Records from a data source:
────

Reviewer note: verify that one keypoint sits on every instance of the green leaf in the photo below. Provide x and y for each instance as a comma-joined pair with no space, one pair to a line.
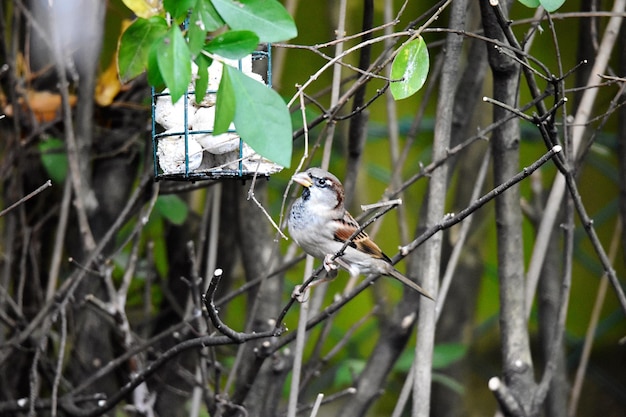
411,65
174,61
551,5
196,34
203,63
347,371
261,117
205,16
533,4
54,159
224,104
234,44
267,18
446,354
172,208
154,74
178,9
135,45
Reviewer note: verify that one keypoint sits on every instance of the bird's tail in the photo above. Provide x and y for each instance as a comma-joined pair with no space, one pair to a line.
397,275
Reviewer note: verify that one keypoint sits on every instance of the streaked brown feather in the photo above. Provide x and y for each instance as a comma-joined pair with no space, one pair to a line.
361,241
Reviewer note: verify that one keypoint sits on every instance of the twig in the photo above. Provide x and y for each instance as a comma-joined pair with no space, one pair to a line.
458,246
26,198
579,379
451,220
296,373
578,129
506,398
233,335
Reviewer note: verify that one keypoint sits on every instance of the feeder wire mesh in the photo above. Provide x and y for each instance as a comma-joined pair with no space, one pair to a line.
185,149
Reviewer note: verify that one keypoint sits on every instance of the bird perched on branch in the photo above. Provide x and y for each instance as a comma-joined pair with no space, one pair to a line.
321,225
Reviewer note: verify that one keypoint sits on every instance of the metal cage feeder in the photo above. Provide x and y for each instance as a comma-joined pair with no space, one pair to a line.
184,147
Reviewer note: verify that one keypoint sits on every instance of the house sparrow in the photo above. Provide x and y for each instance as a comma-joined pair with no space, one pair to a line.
320,224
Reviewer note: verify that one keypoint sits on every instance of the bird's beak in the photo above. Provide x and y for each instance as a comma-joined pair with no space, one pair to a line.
303,179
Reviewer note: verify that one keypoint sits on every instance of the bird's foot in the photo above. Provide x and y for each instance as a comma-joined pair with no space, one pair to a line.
330,265
300,296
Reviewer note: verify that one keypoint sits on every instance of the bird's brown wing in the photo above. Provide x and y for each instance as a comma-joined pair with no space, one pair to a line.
361,241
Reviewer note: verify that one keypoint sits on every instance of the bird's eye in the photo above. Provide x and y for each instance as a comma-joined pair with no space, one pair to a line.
321,182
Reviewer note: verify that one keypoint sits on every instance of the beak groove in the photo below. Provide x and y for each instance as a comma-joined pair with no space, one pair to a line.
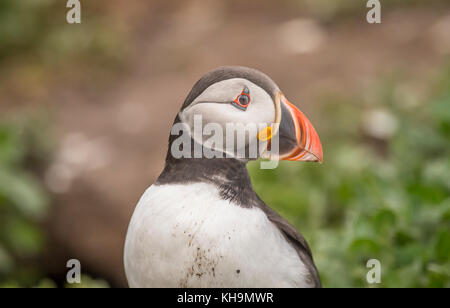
308,146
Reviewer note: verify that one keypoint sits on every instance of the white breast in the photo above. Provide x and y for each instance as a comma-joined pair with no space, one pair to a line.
186,236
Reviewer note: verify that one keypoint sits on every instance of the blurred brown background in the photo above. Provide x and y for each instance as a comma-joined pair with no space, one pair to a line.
112,86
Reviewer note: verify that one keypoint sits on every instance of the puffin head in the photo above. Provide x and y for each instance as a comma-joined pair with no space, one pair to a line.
234,99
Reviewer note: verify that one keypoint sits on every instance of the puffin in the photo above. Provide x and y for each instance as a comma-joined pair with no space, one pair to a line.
201,224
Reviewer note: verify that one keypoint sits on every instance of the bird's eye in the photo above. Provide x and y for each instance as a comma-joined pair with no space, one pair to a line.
243,100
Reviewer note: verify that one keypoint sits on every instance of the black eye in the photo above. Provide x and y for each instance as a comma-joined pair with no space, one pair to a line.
243,100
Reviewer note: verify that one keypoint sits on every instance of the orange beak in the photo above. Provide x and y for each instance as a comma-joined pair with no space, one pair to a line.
299,140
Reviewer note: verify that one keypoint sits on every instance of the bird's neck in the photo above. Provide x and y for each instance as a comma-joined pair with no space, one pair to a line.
229,175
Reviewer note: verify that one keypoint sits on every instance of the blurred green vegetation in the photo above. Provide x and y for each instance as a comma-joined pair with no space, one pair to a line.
374,198
23,201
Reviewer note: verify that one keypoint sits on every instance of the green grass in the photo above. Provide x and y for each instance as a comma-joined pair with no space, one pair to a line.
383,198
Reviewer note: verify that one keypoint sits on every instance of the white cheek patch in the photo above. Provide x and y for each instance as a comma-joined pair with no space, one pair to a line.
213,110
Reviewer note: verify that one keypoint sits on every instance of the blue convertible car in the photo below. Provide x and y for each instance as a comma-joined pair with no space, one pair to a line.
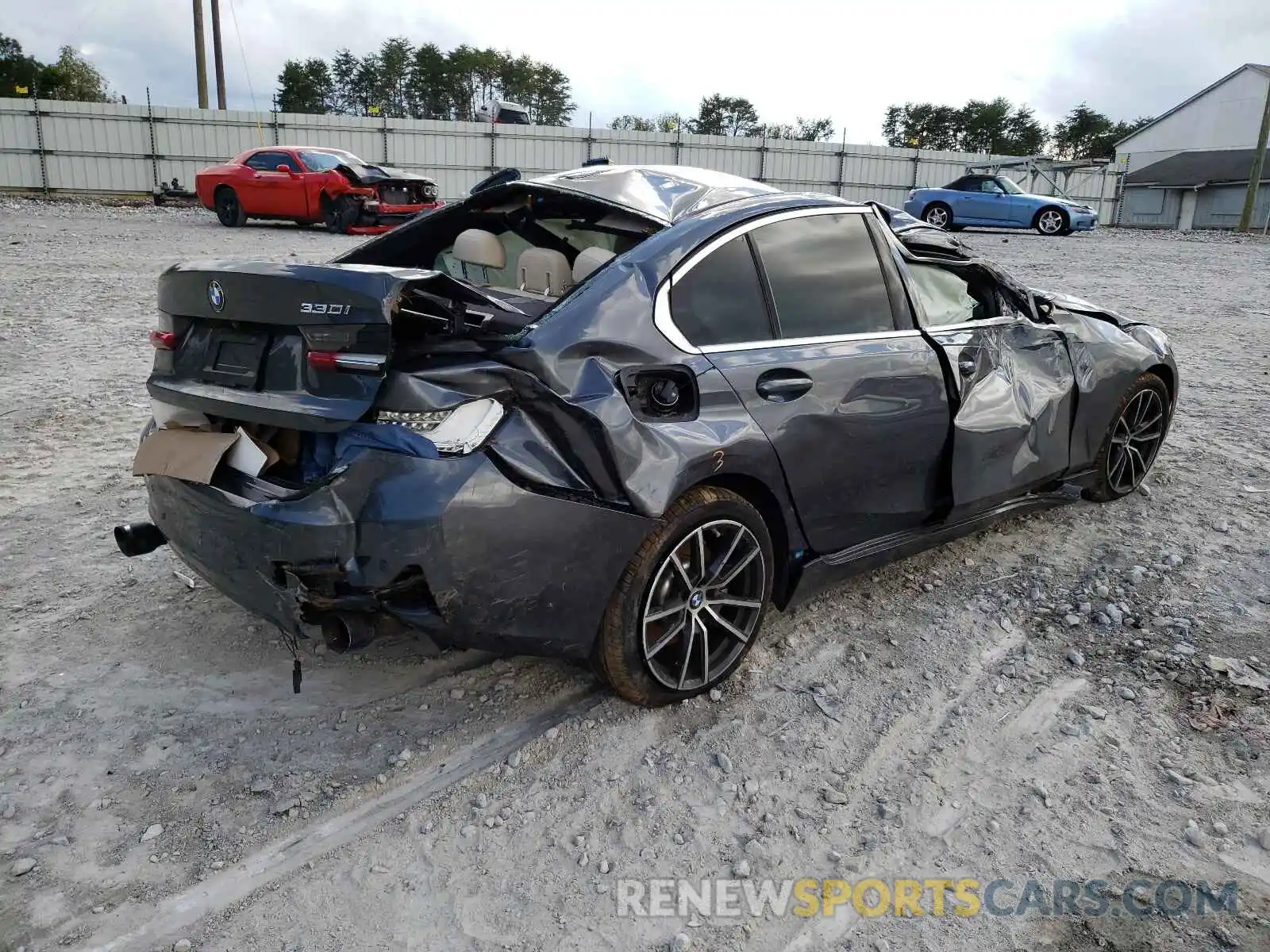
997,202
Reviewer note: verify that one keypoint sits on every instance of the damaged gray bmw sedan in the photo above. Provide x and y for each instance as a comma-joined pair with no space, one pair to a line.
618,413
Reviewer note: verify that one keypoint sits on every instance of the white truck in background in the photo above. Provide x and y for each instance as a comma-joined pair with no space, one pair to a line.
503,112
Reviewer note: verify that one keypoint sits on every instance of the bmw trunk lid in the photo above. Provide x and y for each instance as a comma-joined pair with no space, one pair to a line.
302,346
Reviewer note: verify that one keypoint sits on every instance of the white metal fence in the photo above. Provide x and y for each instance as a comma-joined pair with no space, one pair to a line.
95,148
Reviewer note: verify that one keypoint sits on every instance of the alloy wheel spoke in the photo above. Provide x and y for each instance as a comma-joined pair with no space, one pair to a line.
687,653
664,640
724,582
681,570
664,612
705,654
728,626
736,602
1117,470
698,547
719,565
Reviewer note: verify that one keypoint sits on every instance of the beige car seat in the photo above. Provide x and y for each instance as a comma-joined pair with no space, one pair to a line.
543,271
479,249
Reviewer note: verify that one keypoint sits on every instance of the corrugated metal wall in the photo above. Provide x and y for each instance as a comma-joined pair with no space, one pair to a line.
106,148
1151,207
1221,207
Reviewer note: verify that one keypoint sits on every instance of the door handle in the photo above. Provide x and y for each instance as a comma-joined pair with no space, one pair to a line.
783,386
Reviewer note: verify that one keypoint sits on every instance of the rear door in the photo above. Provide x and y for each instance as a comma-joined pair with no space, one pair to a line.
797,313
272,192
1013,419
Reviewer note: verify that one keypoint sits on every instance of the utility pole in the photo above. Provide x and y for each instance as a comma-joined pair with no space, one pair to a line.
217,55
200,55
1259,156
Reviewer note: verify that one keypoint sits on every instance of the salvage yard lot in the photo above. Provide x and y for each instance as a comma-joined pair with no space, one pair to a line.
977,730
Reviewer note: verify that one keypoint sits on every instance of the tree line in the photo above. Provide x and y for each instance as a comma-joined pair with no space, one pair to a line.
1001,127
406,82
728,116
71,76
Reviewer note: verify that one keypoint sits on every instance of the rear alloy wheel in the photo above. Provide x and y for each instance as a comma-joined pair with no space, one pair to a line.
340,215
1133,442
229,209
1052,221
691,602
937,215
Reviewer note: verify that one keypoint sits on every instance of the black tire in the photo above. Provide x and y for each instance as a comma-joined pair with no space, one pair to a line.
1052,221
939,215
729,530
340,215
1124,459
229,209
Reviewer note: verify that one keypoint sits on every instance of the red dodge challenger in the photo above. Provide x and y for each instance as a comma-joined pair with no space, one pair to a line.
311,186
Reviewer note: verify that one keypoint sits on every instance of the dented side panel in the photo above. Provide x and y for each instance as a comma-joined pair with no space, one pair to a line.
1013,424
1106,359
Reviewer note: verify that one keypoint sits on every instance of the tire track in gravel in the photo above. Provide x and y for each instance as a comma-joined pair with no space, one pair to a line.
285,856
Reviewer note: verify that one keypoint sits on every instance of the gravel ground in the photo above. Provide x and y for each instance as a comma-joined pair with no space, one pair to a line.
1030,702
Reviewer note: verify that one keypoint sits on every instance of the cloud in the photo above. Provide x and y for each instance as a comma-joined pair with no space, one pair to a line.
1156,55
806,57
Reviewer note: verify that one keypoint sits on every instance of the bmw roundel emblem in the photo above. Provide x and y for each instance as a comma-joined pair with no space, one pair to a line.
216,295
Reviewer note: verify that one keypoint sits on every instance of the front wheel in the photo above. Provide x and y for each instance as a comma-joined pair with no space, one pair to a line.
1053,221
937,215
229,209
1133,442
691,603
340,215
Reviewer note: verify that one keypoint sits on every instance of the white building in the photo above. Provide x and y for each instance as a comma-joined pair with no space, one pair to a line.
1189,168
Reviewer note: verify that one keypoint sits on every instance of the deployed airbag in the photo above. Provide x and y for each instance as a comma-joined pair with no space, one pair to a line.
323,452
945,298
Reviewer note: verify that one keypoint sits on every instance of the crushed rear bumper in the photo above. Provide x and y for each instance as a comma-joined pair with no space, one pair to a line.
450,546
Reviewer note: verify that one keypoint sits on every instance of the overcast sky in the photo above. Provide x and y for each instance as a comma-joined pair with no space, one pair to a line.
798,57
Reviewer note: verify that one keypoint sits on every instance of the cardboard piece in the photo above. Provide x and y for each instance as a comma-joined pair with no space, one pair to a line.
184,454
194,455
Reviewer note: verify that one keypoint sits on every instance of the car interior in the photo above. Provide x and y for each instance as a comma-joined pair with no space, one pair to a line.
530,251
958,296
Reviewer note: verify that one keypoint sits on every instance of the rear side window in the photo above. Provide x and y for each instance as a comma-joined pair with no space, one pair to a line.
825,276
270,162
721,301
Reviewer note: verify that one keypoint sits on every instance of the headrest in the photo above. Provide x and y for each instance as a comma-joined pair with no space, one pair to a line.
476,247
588,260
544,272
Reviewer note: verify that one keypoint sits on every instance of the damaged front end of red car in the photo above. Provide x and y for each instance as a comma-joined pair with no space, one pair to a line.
379,200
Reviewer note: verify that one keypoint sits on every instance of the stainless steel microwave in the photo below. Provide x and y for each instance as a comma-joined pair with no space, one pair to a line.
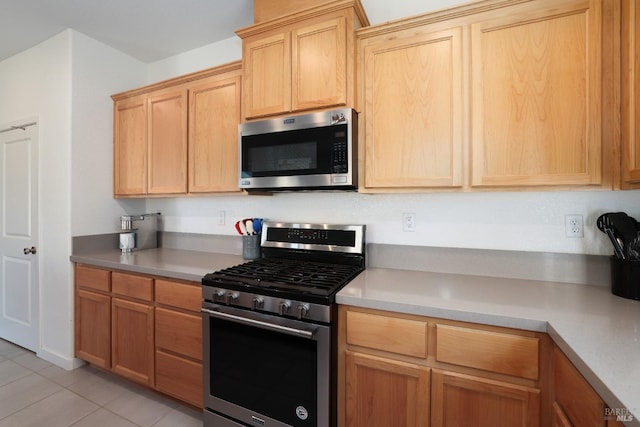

────

**What the task asks**.
Lines before the one containing "the damaged front" are not wanted; write out that line and every later line through the end of the data above, exactly, without pictures.

**Task output**.
Reviewer note: verify that one keypoint sits on every instance of the damaged front end of red car in the photo above. Provide x and y for each instance as a comma-joined pair with no space, one pair to a line.
379,200
Reviewer note: verify that one keypoint sits on every instance of the stainless steel microwave in the photo below. Provide x and y for each instance as a comma-joined pair with no space, one pair to a line.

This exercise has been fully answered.